**TEXT EXTRACT:**
# Sawing a walnut stump, wish me luck.



## Daren (Oct 14, 2006)

I snuck a couple pictures in a thread JP had started of a walnut stump I was working on sawing. I thought even though this is not a samilling discussion forum I would just start a thread about it anyway. I got this stump because I want to cut some thick stock with figure. I have never sawed a stump before...it has been a learning experience :huh:, if after all the work I have put in it if the stock is not spectacular I may never do it agian.

It is 24" at the butt cut where the logger felled the tree. (I have access to 100 more from the same site...we will see after this one)

I finally got it cleaned up from 4000 lbs (?) to less than 2000. Mud, rocks, little roots. I bet I sharpened 20 chains and spent 3 hours with the pressure washer. The last picture is trimmed up and ready for it's last "bath". The first time my Case 1840 could lift it, I had been flipping it all over the muddy yard working on it.


----------



## Daren (Oct 14, 2006)

I finally got it washed and carefully place on the mill. I had to dig a hole for it to set it, my millhead only raises 34" .. I wanted to cut it like a log anyway to show any figure that may be there and wanted it level with the blade the first few cuts. 
If I take off the adjustable blade guide roller on one side I can cut 26"...I am maxed out.
This little piggy wore me out, alot of wrestling and sawing and I have not pulled one slab yet (but got some turning stock from the trim)
Wish me luck. If this thing eats bandmill blades like it did chainsaw chains I am in for another long day .


----------



## TexasTimbers (Oct 17, 2006)

Cool Daren. I am on pins and needles waiting to see the inside, I hope it yields something worth the effort. 

Within the next couple weeks I am going to be using my 6 foot slabber for the first time, free hand, on an upright spalted red oak crotch that will require every bit of the bar. Maybe we can get a sawmill thread going here and the guys who don't want to frequent sawmilling sites can see why we are addicted to it.

(Data entries)
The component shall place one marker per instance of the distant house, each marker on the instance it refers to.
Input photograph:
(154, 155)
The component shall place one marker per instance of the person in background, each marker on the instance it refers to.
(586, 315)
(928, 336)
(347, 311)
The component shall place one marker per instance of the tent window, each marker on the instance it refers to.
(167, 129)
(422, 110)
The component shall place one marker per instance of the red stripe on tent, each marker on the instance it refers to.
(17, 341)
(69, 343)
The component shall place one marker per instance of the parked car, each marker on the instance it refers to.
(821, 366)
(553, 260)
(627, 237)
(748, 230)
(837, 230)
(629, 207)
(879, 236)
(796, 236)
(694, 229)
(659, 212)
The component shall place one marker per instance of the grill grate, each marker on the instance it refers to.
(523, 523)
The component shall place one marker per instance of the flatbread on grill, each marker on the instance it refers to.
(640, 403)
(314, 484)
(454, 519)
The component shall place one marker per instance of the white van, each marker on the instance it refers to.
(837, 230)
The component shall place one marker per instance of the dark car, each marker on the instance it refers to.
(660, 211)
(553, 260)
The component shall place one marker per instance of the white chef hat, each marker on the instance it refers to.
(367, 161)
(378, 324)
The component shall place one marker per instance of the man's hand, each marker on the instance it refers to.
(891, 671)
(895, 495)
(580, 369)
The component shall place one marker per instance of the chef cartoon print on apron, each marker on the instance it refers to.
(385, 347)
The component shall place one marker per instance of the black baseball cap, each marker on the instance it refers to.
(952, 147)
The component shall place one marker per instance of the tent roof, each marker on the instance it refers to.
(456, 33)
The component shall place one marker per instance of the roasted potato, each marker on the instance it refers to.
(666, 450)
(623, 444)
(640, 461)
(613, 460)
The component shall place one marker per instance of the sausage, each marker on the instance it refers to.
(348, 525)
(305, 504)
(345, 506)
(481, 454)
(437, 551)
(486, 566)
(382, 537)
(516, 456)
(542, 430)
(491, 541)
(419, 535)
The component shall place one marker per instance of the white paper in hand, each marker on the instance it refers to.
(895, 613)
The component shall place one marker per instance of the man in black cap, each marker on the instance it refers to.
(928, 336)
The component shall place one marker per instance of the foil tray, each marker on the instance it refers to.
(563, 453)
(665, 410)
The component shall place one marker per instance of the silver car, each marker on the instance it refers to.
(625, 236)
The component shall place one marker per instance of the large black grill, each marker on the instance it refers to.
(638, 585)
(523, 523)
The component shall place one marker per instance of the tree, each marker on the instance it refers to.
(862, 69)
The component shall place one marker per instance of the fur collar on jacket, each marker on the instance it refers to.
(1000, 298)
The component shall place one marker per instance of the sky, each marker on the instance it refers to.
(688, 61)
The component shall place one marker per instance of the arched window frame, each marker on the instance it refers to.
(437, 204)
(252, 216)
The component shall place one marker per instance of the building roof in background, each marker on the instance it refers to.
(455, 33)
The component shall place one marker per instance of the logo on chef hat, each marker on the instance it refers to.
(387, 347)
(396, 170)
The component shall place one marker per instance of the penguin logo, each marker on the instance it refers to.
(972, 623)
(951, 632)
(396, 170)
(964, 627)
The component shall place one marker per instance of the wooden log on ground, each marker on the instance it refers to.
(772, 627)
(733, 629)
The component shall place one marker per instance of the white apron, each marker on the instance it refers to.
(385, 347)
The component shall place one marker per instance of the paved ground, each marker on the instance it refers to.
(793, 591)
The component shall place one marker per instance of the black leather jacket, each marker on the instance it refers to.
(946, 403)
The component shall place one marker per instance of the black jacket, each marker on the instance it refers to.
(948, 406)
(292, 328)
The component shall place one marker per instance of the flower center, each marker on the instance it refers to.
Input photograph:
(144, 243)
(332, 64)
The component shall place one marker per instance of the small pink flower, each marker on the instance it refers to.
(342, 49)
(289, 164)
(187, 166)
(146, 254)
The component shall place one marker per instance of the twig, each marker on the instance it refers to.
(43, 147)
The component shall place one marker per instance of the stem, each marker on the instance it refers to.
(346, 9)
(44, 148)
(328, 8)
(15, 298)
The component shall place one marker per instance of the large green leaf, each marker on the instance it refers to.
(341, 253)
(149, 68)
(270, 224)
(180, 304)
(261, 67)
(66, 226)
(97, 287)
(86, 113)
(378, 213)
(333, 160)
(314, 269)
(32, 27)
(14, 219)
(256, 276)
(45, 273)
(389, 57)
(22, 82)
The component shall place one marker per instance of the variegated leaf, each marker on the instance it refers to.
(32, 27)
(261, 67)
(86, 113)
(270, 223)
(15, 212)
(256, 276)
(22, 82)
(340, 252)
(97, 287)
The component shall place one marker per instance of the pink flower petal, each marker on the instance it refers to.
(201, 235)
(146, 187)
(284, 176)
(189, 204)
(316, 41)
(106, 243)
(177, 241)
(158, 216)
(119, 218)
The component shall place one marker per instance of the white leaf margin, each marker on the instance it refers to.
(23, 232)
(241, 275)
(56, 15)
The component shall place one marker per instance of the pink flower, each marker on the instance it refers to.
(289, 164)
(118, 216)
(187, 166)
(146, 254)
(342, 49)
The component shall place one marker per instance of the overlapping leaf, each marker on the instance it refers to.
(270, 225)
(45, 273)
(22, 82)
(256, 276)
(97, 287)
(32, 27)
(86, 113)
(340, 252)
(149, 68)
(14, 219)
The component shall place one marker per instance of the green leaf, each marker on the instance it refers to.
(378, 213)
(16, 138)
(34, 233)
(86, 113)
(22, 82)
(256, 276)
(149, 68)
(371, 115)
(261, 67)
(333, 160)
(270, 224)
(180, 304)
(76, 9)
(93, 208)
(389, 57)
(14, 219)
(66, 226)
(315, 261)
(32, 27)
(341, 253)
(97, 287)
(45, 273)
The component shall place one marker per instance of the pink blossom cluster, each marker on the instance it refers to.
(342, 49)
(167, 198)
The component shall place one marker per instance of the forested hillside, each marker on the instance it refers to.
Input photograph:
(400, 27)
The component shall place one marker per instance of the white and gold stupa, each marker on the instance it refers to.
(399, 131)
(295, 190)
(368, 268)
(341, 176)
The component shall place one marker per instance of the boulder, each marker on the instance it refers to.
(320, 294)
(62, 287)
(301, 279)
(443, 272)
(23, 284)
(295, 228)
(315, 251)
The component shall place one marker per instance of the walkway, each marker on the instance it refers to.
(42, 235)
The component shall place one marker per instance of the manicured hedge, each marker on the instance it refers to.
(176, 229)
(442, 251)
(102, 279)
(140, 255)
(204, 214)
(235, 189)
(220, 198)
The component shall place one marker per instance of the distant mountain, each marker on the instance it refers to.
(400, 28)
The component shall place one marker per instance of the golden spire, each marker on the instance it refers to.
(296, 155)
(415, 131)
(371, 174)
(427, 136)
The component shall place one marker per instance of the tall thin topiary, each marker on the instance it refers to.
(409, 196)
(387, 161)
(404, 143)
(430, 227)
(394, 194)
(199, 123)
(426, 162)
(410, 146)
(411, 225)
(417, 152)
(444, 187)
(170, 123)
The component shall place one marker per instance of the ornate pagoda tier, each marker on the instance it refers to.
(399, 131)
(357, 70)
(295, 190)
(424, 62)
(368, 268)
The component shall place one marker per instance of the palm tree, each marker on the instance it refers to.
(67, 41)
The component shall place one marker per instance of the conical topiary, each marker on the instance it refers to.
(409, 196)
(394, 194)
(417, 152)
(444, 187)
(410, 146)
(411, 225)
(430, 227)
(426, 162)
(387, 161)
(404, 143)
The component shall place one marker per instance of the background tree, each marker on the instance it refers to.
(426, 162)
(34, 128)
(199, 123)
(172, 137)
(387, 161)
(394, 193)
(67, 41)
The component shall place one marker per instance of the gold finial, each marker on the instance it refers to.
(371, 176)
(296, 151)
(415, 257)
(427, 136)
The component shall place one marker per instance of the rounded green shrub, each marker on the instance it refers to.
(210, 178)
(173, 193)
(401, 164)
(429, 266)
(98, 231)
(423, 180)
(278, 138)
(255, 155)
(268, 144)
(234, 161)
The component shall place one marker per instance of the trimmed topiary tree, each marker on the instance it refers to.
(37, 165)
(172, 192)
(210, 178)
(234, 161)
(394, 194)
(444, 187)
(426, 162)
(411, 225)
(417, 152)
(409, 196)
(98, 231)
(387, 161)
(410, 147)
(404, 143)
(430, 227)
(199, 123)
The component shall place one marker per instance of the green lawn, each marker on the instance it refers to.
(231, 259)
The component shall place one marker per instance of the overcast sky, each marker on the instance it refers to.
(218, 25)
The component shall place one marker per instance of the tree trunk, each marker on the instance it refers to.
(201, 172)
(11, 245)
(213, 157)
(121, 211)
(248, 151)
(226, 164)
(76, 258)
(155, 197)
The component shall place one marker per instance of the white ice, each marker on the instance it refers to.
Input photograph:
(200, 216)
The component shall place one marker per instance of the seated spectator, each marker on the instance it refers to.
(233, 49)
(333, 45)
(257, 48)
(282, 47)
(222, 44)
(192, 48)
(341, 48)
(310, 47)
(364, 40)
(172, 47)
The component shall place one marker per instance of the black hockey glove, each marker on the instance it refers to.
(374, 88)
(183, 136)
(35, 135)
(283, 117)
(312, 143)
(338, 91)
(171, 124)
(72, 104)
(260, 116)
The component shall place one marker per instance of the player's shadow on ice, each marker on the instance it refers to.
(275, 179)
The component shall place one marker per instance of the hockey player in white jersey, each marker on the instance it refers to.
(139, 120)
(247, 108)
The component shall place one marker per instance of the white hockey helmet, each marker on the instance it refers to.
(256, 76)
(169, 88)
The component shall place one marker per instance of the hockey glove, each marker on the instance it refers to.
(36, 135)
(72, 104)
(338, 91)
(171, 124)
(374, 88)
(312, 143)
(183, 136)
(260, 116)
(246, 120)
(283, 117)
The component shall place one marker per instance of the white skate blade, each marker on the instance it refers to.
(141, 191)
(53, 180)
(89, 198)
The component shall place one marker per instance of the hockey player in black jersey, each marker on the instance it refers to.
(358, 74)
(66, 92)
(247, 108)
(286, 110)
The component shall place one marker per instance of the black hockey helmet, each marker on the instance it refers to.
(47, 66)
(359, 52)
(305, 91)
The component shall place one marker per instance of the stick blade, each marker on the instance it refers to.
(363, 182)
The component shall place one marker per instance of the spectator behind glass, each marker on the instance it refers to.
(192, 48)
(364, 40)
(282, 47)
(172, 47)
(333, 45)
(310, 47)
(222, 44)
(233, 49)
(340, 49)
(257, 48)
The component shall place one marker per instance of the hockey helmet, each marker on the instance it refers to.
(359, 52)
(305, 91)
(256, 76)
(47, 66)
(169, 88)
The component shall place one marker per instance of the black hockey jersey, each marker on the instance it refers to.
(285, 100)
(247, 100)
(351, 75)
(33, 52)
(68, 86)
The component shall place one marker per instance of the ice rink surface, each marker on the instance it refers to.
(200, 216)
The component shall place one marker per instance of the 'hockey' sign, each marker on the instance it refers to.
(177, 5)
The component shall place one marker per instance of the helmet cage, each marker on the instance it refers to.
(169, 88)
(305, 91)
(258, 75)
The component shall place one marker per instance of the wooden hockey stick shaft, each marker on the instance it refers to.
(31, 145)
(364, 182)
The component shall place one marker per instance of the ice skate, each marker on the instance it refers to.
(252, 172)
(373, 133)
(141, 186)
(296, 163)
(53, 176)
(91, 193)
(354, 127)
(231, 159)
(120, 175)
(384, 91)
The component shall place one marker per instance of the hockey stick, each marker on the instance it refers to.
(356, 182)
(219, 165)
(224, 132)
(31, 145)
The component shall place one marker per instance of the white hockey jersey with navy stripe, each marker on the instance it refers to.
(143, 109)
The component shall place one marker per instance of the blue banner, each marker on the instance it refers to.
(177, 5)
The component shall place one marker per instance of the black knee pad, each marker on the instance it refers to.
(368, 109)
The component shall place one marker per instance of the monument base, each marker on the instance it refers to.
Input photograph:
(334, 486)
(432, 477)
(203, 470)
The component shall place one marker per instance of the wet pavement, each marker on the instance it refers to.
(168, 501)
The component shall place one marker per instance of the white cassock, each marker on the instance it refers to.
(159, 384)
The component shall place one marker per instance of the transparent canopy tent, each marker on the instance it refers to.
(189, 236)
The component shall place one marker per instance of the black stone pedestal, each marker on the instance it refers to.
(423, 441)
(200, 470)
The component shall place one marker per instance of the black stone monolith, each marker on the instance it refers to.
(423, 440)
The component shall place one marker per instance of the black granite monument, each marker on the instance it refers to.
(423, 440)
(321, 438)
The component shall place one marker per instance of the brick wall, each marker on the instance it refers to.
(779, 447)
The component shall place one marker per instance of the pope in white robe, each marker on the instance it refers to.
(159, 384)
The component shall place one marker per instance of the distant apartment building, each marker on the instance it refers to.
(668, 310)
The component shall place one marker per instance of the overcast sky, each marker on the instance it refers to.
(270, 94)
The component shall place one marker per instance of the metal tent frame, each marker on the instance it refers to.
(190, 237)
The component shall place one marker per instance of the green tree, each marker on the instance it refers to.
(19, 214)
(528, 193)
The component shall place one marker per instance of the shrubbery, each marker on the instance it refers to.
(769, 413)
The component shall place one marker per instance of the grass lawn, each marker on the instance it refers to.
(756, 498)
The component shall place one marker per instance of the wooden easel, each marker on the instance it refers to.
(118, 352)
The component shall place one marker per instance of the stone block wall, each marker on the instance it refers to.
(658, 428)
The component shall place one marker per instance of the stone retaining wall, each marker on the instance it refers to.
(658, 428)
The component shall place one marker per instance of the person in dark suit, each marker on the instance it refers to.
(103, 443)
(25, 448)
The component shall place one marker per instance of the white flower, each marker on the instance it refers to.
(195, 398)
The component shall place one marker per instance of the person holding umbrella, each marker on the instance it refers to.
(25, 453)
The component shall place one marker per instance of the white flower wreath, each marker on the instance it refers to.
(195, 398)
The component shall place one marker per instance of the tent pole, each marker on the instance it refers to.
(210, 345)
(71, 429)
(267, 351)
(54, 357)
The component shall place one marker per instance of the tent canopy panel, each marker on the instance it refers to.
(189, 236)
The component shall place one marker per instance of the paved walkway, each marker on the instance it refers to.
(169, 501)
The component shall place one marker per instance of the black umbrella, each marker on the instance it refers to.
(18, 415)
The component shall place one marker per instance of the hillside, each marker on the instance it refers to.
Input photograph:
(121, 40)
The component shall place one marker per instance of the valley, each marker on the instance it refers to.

**TASK OBJECTIVE:** In the walnut stump thread, how high can Daren's millhead raise?

**EXERCISE RESULT:** 34 inches.